◆ **WHAT THE EXERCISE ASKS**
Continue the essay on investing without leverage and on Air India and Kingfisher Airlines, picking up after its last sentence.

◆ **SELECTED PASSAGE**
Also, when you invest with no leverage on your own balance-sheet, your mind is relaxed. There is no tension, and your investment decisions are solid. Furthermore, if you’re invested without having borrowed, there’s no question of having an investment terminated prematurely because of a loan-repayment date maturing coupled with one’s inability to pay.

How does the following sentence sound?

” Then came leverage, and common-sense disappeared.”

Not good, right?

Recognizing and Reacting to A-Grade Tomfoolery

Air India and Kingfisher Airlines (KFA) … can you name two things these two have in common?

They’re both loss-making airlines.

Furthermore, there’s lack of will-power to make them profit-making, from the very top.

The problem with a government job is that you can’t kick the government servant out. The government servant thus enjoys complete job-safety and total lack of accountability. That’s been India’s recipe for ineffectivity and loss-making government institutions for decades. In Air India’s case, add to this massive subsidization by the government. Whenever the Maharaja can’t pay his bills, which is like every month, the government of India chips in with tax-payer money. There’s no real policy being pushed through to effectively earn something. Government servants travel free, big-time. If there’s a shortage of seats, honest, real-money paying citizens are off-loaded and left stranded to accommodate the highly evolved souls that rule our country.

Seriously, why do you still travel Air India? Because it’s cheap? Don’t you see through the tomfoolery? Are you blind? They might wake up upon sensing a complete lack of interest amongst travellers. Until that happens, and until they start performing with no ad-hoc cancellations and off-loading, travellers need to give them that wake-up call by using other airlines and by not subscribing to any money-raising gimmicks or IPOs that the company might come out with.

Cut to KFA. What’s wrong with Mr. Mallya? Unpaid pilots, unpaid fuel bills, unpaid taxes, seriously!?!

◆ **RECORDED INFORMATION**
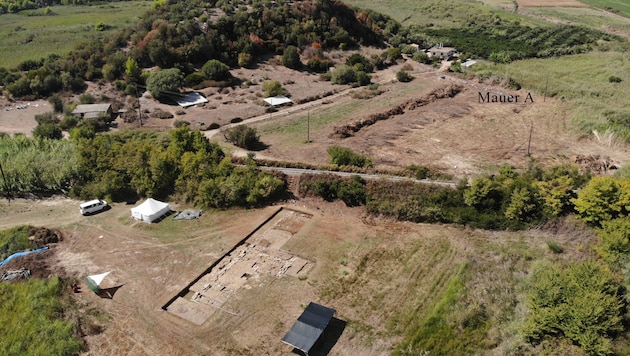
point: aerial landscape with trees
(538, 249)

◆ **EXERCISE OUTPUT**
Vijay Mallya’s story is not about lack of efficiency. It’s about flamboyance. At the cost of his shareholders? Perhaps.

His liquor business is performing well. A little hand-holding through initial turbulence would have seen KFA through. One pays one’s pilots. Period. You don’t just hire scores of great pilots and buy a huge fleet of aircraft, and then stop paying your pilots. Such flamboyance is going to result in a loss-making enterprise for a few years, isn’t that common-sense? In that period, the hand-holding comes into play from the promoter’s other profit-making enterprises, right? Does that seem to have happened here? Unlikely, looking at the current status of KFA’s balance-sheet. Quarterly losses of 100 million USD and growing coupled with a burgeoning debt, Jesus Christ…

The airline industry involves a very precarious vicious-cycle. If you can avoid falling into it from the start, you are through. Prime example is Indigo Airlines.

The first signs of letting up tighten the noose one more notch. Unpaid pilots result in strikes leading to delays and cancellations. A traveller who has been bitten once decides to travel with the competition. Numbers fall. Now, fuel bills can’t be met. More problems, more delays and cancellations. Finally, you can’t pay your taxes. That’s when the tax department steps in. Headlines go ballistic. Huge bad publicity. Twitter battles. What was that? You want the same mollycoddling as Air India? You want government subsidization? Which world do you live in? Not happening!

Money needs to flow into KFA, not loaned money, but clean money, out of the parent-group’s own coffers. Any usage of KFA revenues to fund the parent-group’s activities is a strict no-no. For example, if the Kingfisher Formula 1 team or the group’s IPL Cricket team were even partly funded by KFA revenues, that would be a huge, huge red flag, given the financial condition of KFA. As of now, shareholders need to see some will-power emanating from the top to control the bleeding. The Street can even short the KFA stock down to zero if the promoter’s attitude does not change. Perhaps such an image-beating would be a wake-up call for the promoter.